Items stored from a collection:

※ ※ ※

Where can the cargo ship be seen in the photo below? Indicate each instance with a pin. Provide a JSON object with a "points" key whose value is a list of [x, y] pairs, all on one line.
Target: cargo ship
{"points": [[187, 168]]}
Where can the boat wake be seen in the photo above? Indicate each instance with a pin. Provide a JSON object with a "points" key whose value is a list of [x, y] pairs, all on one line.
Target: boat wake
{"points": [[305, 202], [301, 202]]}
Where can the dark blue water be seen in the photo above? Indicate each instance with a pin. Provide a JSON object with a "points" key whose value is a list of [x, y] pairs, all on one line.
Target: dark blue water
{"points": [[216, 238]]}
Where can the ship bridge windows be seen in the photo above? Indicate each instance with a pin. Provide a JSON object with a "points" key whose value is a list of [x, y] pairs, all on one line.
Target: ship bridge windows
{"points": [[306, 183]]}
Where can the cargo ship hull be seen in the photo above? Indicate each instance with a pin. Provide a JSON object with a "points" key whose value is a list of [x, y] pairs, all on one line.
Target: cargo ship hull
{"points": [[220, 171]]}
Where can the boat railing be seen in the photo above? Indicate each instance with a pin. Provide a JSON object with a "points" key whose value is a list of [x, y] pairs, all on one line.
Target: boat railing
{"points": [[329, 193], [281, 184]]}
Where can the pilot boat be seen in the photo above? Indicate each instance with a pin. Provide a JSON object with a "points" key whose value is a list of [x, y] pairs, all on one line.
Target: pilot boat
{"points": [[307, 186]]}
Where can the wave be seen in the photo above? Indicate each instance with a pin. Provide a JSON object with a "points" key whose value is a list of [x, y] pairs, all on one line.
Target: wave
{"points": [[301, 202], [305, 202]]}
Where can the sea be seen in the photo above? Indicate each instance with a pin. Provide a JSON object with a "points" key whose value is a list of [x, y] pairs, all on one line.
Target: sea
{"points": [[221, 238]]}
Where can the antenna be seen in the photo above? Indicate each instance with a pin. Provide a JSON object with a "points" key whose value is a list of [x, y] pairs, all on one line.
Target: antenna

※ ※ ※

What is needed: Copy out everything in the listing above, from the line containing "Where can the ship" down to the end of the listing, with no changes.

Complete response:
Where can the ship bridge windows be seen in the photo above? Indicate each instance with a pin. Provide a JSON object with a "points" key whose value is a list of [x, y] pairs, all on one line.
Target: ship bridge windows
{"points": [[306, 183]]}
Where can the cargo ship hull be seen in the photo above? Indicate each instance with a pin. Provide a JSON object with a "points" key whose value is a list of [x, y] pairs, all on one line.
Target: cargo ship hull
{"points": [[220, 171]]}
Where can the boat railing be seen in the photo above? Indicate each instance with a pin. Provide a JSON object with a "points" key whose value is a list of [x, y] pairs, all on one line.
Target: boat railing
{"points": [[329, 193], [281, 184]]}
Where can the pilot boat be seen in the photo above? Indicate each instance with a pin. Provide a JSON object with a "points" key whose value is a list of [x, y] pairs, all on one line.
Target: pilot boat
{"points": [[307, 186]]}
Where can the wave be seen in the photo above? Indicate each instance with a pin. Provide a JSON object with a "points" key whose value is a list of [x, y] pairs, all on one line.
Target: wave
{"points": [[301, 202], [305, 202]]}
Where can the sea be seen in the photo above? Indicate each instance with a pin. Provide a JSON object with a "points" key whose value is a list of [x, y] pairs, all on one line.
Target: sea
{"points": [[221, 238]]}
Where can the antenna be seen in the photo above? Indicate each instance with a pin. Provide a JSON object with a "points" key whose value is a list of [x, y] pairs, all on one line.
Target: antenna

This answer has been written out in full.